Task to complete
Render every line of the records below as a Markdown table with the columns "Row" and "Line," numbering the rows and omitting blank lines.

Given records
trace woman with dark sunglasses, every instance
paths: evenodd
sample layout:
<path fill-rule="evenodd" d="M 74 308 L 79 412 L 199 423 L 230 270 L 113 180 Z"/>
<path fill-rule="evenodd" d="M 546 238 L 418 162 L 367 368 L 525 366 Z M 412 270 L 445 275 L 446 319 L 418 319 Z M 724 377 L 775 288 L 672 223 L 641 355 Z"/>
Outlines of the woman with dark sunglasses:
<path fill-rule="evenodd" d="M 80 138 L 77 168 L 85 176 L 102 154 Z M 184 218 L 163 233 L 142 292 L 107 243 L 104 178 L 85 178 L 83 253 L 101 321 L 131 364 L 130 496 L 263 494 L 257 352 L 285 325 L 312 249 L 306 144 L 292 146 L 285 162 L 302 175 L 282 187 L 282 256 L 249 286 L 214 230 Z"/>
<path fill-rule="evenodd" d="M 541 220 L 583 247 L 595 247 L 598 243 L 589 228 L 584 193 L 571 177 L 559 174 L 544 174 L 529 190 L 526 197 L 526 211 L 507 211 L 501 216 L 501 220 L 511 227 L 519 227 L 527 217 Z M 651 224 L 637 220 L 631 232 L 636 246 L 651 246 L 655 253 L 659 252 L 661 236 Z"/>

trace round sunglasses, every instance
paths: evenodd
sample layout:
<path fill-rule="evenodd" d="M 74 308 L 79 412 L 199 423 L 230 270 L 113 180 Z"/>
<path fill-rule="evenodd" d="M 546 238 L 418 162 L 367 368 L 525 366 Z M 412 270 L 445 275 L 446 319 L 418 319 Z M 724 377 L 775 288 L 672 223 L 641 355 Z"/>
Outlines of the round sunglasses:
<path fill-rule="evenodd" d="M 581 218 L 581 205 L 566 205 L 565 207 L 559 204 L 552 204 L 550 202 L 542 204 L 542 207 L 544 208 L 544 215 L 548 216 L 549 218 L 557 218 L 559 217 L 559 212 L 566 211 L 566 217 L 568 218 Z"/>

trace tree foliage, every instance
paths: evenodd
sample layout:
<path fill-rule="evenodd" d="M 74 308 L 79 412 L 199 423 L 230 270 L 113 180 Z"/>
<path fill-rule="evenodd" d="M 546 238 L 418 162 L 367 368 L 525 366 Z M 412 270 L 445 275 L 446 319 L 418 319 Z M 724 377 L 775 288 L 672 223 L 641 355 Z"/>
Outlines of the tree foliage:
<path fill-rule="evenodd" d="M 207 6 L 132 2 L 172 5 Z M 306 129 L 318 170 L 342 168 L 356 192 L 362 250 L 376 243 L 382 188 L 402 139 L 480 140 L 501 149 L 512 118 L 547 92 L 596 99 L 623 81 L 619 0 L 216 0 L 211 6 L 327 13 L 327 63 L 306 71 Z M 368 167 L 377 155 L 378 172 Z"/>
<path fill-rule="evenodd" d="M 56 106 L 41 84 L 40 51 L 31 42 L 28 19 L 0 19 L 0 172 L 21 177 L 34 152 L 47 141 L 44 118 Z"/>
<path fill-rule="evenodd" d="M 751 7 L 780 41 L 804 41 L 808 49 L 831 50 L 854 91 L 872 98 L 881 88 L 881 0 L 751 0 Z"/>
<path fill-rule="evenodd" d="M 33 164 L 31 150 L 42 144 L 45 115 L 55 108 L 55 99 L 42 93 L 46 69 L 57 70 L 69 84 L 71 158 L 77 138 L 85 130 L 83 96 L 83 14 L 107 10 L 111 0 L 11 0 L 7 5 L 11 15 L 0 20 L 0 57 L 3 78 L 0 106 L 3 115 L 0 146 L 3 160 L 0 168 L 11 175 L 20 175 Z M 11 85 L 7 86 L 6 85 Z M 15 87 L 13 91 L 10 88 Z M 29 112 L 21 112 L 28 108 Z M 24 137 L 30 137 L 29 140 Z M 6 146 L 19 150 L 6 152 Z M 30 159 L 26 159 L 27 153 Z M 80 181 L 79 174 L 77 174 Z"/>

Task output
| Row | Line |
|---|---|
| 1 | trace woman with dark sunglasses, every instance |
| 2 | paths: evenodd |
| 3 | sample layout: |
| 4 | <path fill-rule="evenodd" d="M 74 308 L 79 412 L 199 423 L 230 270 L 113 180 Z"/> |
| 5 | <path fill-rule="evenodd" d="M 546 238 L 418 162 L 367 368 L 525 366 Z M 412 270 L 445 275 L 446 319 L 418 319 Z M 724 377 L 775 288 L 672 223 L 641 355 Z"/> |
| 6 | Outlines of the woman with dark sunglasses: |
| 7 | <path fill-rule="evenodd" d="M 80 138 L 77 168 L 85 176 L 102 154 Z M 184 218 L 163 233 L 142 292 L 107 243 L 104 178 L 85 178 L 83 253 L 101 321 L 131 364 L 130 496 L 263 494 L 257 352 L 285 325 L 312 249 L 306 144 L 292 146 L 285 162 L 302 175 L 282 187 L 282 256 L 249 286 L 214 230 Z"/> |
| 8 | <path fill-rule="evenodd" d="M 541 220 L 583 247 L 595 247 L 598 243 L 589 228 L 584 193 L 571 177 L 559 174 L 544 174 L 529 190 L 526 197 L 526 211 L 507 211 L 501 216 L 501 220 L 511 227 L 519 227 L 527 217 Z M 651 224 L 637 220 L 631 232 L 636 246 L 651 246 L 655 253 L 659 252 L 661 236 Z"/> |
| 9 | trace round sunglasses, every instance |
| 10 | paths: evenodd |
| 11 | sample layout: |
| 12 | <path fill-rule="evenodd" d="M 74 308 L 79 412 L 199 423 L 230 270 L 113 180 Z"/> |
| 13 | <path fill-rule="evenodd" d="M 546 238 L 418 162 L 367 368 L 525 366 Z M 412 270 L 445 275 L 446 319 L 418 319 Z M 724 377 L 775 288 L 672 223 L 641 355 Z"/> |
| 14 | Outlines of the round sunglasses: |
| 15 | <path fill-rule="evenodd" d="M 581 218 L 581 205 L 566 205 L 565 207 L 559 204 L 552 204 L 550 202 L 542 204 L 542 207 L 544 208 L 544 215 L 548 216 L 549 218 L 557 218 L 559 217 L 559 212 L 566 211 L 566 217 L 568 218 Z"/> |
| 16 | trace tree foliage, every instance |
| 17 | paths: evenodd |
| 18 | sample layout: |
| 19 | <path fill-rule="evenodd" d="M 74 308 L 79 412 L 199 423 L 230 270 L 113 180 Z"/> |
| 20 | <path fill-rule="evenodd" d="M 546 238 L 418 162 L 367 368 L 525 366 Z M 412 270 L 445 275 L 446 319 L 418 319 Z M 724 377 L 775 288 L 672 223 L 641 355 Z"/> |
| 21 | Outlines of the tree foliage: |
| 22 | <path fill-rule="evenodd" d="M 207 6 L 132 2 L 172 5 Z M 306 129 L 318 170 L 342 168 L 356 192 L 362 250 L 376 243 L 382 188 L 402 139 L 480 140 L 501 149 L 512 118 L 547 92 L 596 99 L 623 81 L 619 0 L 216 0 L 211 6 L 327 13 L 327 63 L 306 71 Z M 368 167 L 377 155 L 378 172 Z"/> |
| 23 | <path fill-rule="evenodd" d="M 56 106 L 41 84 L 40 51 L 31 42 L 28 19 L 0 19 L 0 172 L 21 177 L 34 152 L 47 141 L 44 118 Z"/> |
| 24 | <path fill-rule="evenodd" d="M 751 7 L 780 41 L 804 41 L 808 49 L 831 50 L 854 91 L 872 98 L 881 88 L 881 0 L 751 0 Z"/> |
| 25 | <path fill-rule="evenodd" d="M 33 164 L 31 150 L 42 144 L 45 115 L 55 108 L 55 99 L 42 93 L 46 69 L 57 70 L 69 84 L 71 158 L 77 138 L 85 130 L 83 96 L 83 14 L 107 10 L 111 0 L 11 0 L 7 5 L 11 15 L 0 20 L 0 57 L 3 78 L 0 106 L 3 115 L 0 146 L 3 160 L 0 168 L 11 175 L 20 175 Z M 11 85 L 7 86 L 6 85 Z M 15 87 L 13 91 L 10 88 Z M 29 112 L 21 112 L 28 108 Z M 24 137 L 30 137 L 29 140 Z M 6 146 L 19 150 L 6 152 Z M 30 159 L 26 159 L 27 153 Z M 80 181 L 79 174 L 77 174 Z"/> |